§ **Ausgewählter Auszug**:
Dazu hat die Beschwerdegegnerin in erster Linie geltend gemacht, dass A9 neben den Anspruchsmerkmalen 1e und 1f entsprechend den Feststellungen der Einspruchsabteilung auch die Merkmale 1c und 1d (Hauptzylinder und Nebenzylinder) und 1h (Hubbewegung des Hauptzylinders und des Nebenzylinders) nicht offenbare, und im Detail erklärt, welche wesentliche strukturellen Unterschiede zwischen den in A9 und A4 gezeigten hydraulischen Antrieben den Fachmann gehindert hätten, die Lehren dieser beiden Schriften zu kombinieren.

2.2 Hinsichtlich der Zulassung und Berücksichtigung dieses Vorbringens hat die Beschwerdegegnerin schriftlich vorgetragen, dass dies keine Änderung des Vorbringens darstelle, da ein entsprechender Vortrag bereits im Verfahren vor der Einspruchsabteilung vorgebracht und dort aufrechterhalten wurde.

2.3 Dies hat die Kammer aus folgenden Gründen nicht überzeugt.

Eine neue Argumentationslinie, die in der Beschwerdeerwiderung nicht enthalten war, ist eindeutig als Änderung des Beschwerdevorbringens der Beschwerdegegnerin zu betrachten, selbst wenn sie im erstinstanzlichen Verfahren vorgebracht und aufrechterhalten wurde.

Gemäß Artikel 12 (3) VOBK 2020, der im Wesentlichen dem im Zeitpunkt der Einreichung der Beschwerdeerwiderung geltenden Artikel 12 (2) VOBK 2007 entspricht, muss die Beschwerdeerwiderung vollständig sein, d.h. die vollständige Erwiderung der Beschwerdegegnerin auf die Beschwerdebegründung enthalten, weil dort anzugeben ist, aus welchen Gründen beantragt wird, die angefochtene Entscheidung zu bestätigen.

2.4 Die Beschwerdegegnerin macht auch geltend, dass, obwohl die Kombination der Lehren der Dokumente A9 und A4 in der Beschwerdeerwiderung nicht direkt behandelt wurde, das im Schriftsatz vom 18. August 2020 enthaltene diesbezüglichen Vorbringen als eine direkte und selbstverständliche Weiterentwicklung von Argumenten, die bereits mit der Beschwerdeerwiderung vorgelegt wurden, anzusehen war.

§ **Aufgabenstellung**:
Entscheiden Sie für jede der drei Aussagen, ob sie mit dem Auszug übereinstimmt. Antworten Sie jeweils mit Ja oder Nein und führen Sie die ausschlaggebenden Worte des Auszugs als wörtliches Zitat an.
(a) Die Beschwerdegegnerin hat geltend gemacht, dass A9 die Merkmale 1c und 1d nicht offenbare.
(b) Die Kammer hat sich vom Vortrag der Beschwerdegegnerin überzeugen lassen.
(c) Das Vorbringen zur Kombination der Lehren von A9 und A4 ist in einem Schriftsatz vom 18. August 2020 enthalten.

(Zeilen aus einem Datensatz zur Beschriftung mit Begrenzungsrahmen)
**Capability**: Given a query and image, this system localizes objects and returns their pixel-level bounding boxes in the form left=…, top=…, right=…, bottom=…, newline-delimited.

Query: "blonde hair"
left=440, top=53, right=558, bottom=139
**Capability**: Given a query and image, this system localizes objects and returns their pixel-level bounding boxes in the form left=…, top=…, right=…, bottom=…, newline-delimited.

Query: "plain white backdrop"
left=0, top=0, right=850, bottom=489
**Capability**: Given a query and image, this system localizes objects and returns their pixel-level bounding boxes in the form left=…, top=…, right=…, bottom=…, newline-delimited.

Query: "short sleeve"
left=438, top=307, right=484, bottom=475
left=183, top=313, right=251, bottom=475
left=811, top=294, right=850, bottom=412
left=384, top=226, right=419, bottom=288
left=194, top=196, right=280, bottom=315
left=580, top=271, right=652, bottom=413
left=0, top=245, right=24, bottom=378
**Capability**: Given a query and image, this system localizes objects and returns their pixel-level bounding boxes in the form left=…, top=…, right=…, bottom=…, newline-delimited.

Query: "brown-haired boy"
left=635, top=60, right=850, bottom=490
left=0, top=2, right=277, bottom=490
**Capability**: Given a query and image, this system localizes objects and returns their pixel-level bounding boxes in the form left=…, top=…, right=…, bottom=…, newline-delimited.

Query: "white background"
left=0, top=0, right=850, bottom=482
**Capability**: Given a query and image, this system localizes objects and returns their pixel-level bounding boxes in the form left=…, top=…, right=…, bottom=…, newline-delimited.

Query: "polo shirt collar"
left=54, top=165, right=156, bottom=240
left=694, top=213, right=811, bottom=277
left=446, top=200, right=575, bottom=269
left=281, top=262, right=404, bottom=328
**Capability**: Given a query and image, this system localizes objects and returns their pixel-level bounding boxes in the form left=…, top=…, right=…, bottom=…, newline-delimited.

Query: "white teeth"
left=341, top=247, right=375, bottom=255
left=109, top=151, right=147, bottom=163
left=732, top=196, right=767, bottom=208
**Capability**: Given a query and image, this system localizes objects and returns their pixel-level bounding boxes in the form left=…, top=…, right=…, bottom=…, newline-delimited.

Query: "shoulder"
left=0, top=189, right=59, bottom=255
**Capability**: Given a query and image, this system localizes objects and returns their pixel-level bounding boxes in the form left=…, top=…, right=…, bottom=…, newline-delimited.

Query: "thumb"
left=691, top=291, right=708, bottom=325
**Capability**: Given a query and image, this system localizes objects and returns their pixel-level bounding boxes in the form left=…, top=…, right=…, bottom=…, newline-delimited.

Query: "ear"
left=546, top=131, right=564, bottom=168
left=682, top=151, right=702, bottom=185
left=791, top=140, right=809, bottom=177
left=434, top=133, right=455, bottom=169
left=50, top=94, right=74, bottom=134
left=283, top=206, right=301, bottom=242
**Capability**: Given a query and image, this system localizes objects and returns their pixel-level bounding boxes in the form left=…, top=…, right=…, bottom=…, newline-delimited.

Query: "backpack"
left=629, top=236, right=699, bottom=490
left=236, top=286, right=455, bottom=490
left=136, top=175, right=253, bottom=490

§ **Vollständige Ausgabe**:
(a) Ja: „auch die Merkmale 1c und 1d (Hauptzylinder und Nebenzylinder) und 1h (Hubbewegung des Hauptzylinders und des Nebenzylinders) nicht offenbare“
(b) Nein: „Dies hat die Kammer aus folgenden Gründen nicht überzeugt.“
(c) Ja: „im Schriftsatz vom 18. August 2020“